● **EXTRACTED TEXT**
++++
Property News
Tuesday, 24/12/2013, 10:40

Vingroup looks past two major cities for malls

24/12/2013

Vingroup JSC, Vietnam’s largest property developer and mall operator, will look beyond the country’s two biggest cities to build shopping centers and woo the growing number of middle-class consumers.

 The company, based in Hanoi, will use part of the $200 million it raised from the sale of bonds last month to fund a seven-story mall in the tourist city of Ha Long Bay in 2014, Chief Executive Officer Le Thi Thu Thuy said in an interview. It will also open malls in cities including Hai Phong, Can Tho, Da Nang and Binh Duong over the next few years, she said.

Vingroup, founded by billionaire Chairman Pham Nhat Vuong, will compete with Korea’s Lotte Group to add malls in cities other than Hanoi and Ho Chi Minh City, luring consumers in a country where more than half the population of 90 million people is below the age of 30. The companies are expanding their retail reach as per capita income in the nation is expected to double next year from its 2009 level.

“Vietnam’s consumer market has so much potential,” Thuy said yesterday in Hanoi. “It always makes sense to be the first big mall in any big city.”

Options for consumers in Vietnam’s urban cities outside of Hanoi and Ho Chi Minh City are limited, said Ralf Matthaes, a Ho Chi Minh City-based regional managing director at market research firmTNS.

Shares of Vingroup dropped 0.7 percent in Ho Chi Minh City at open today. The stock has climbed 18 percent this year, compared with the 22 percent gain in the VN Index. (VNINDEX)

Expanding network

Vietnam’s middle class is growing. The International Monetary Fund estimates per capita income in Vietnam to almost double to $2,174 next year from $1,182 in 2009.

Lotte Group opened its sixth shopping center this month in Phan Thiet. The mall, spread over 7,000 square meters (75,000 square feet), is Lotte’s largest retail center in the country’s central region and the first by a foreign company in Binh Thuan province, according to website VietnamPlus, citing the local operator, Lotte Mart Vietnam.
++++
● **RECORD SET**
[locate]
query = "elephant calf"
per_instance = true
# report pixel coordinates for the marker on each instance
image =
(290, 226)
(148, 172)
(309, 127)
++++
● **WHAT THE TASK REQUIRES**
In the Vingroup article above, where will the company build a seven-story mall in 2014?

● **RESULT BELOW**
In the tourist city of Ha Long Bay.